### TASK DIRECTIONS
Transcribe the listing verbatim. Do not carry over any pictures.

### DATASET ENTRIES

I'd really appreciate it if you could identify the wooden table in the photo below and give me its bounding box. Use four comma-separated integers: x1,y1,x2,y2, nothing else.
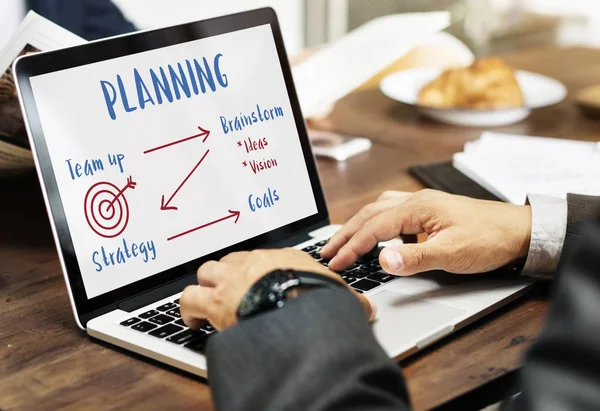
2,46,600,410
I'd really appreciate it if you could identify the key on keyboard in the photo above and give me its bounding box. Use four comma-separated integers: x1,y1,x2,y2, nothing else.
346,268,369,278
302,245,318,253
185,332,214,353
166,307,181,318
139,309,159,319
120,317,141,327
156,302,177,312
365,261,382,272
368,272,395,283
132,322,158,332
149,324,183,339
198,320,215,332
148,314,174,325
345,263,361,271
351,279,381,292
341,275,356,285
309,251,322,260
167,329,206,345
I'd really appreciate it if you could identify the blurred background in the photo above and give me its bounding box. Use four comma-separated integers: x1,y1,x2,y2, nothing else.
113,0,600,56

### EXERCISE ANSWER
I'd really appreciate it if you could identify the wooden table in the photo below and give me its bounding box. Use four comma-separated integers: x1,y1,x2,y2, nothing else.
2,46,600,410
I'd really appreciate it if you could identify the key on keyboard in the photo above and give me its bounding box. Use four comma-separated integers: x1,y1,x2,y2, nothing else.
346,268,369,278
302,245,318,253
185,332,214,353
166,307,181,318
139,309,159,319
120,317,141,327
156,302,177,312
365,261,382,272
368,272,395,283
132,322,158,332
149,324,183,339
198,320,215,332
148,314,174,325
345,263,361,271
351,279,381,292
341,275,356,285
309,251,322,260
167,329,206,345
I'd really appreciate it if you could identify the blurred background in the photo above and give me its bounding box. Use four comma-separated integers: x1,y1,x2,y2, nothing else.
113,0,600,56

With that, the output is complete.